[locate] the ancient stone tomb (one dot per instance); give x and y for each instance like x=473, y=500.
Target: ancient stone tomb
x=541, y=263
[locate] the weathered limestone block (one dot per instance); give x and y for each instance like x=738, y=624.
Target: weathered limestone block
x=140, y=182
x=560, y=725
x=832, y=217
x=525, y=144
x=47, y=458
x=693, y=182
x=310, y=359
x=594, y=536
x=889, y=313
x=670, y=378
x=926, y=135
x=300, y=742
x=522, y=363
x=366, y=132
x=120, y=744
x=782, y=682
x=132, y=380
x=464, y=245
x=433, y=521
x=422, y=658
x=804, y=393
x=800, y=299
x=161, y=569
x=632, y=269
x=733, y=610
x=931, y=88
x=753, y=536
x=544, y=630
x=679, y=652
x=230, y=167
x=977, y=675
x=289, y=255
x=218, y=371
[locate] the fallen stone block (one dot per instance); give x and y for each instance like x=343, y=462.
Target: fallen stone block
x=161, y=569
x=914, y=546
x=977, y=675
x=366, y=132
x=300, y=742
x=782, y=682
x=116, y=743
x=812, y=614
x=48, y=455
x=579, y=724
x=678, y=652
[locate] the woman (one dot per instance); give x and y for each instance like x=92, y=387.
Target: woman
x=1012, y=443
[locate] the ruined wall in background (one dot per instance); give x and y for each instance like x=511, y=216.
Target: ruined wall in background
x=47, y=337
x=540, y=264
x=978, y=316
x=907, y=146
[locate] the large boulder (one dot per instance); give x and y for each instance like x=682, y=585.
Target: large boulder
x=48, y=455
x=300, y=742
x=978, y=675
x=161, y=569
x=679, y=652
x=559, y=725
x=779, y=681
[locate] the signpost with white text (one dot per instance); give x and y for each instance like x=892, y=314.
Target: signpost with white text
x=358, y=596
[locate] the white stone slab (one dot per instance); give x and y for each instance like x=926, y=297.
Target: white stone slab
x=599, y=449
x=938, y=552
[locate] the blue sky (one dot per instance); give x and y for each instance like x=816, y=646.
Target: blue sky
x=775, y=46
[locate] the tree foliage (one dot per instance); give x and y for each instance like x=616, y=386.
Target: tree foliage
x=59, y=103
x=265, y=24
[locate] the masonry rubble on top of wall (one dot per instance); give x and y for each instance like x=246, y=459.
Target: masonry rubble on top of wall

━━━━━━━━━━━━━━━━

== WHAT YOU WILL DO ==
The number of lines in this listing that hold "rubble" is the only answer required.

== ANSWER TO THE PROBLEM ==
2